_What is asked:_
Reproduce the records exactly.
==== Records to use ====
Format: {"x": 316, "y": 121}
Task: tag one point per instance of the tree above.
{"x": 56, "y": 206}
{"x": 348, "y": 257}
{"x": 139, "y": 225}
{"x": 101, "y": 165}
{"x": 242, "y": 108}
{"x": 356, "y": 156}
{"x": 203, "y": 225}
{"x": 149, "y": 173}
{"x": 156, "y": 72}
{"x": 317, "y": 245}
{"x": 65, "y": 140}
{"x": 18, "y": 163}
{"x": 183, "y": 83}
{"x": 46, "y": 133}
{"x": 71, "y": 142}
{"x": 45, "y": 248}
====
_Result of this exercise:_
Format: {"x": 316, "y": 121}
Task: tag one point per instance of the tree above.
{"x": 56, "y": 206}
{"x": 348, "y": 257}
{"x": 139, "y": 225}
{"x": 101, "y": 165}
{"x": 242, "y": 108}
{"x": 356, "y": 156}
{"x": 203, "y": 225}
{"x": 149, "y": 173}
{"x": 156, "y": 72}
{"x": 317, "y": 245}
{"x": 65, "y": 140}
{"x": 18, "y": 163}
{"x": 183, "y": 83}
{"x": 46, "y": 133}
{"x": 71, "y": 142}
{"x": 45, "y": 248}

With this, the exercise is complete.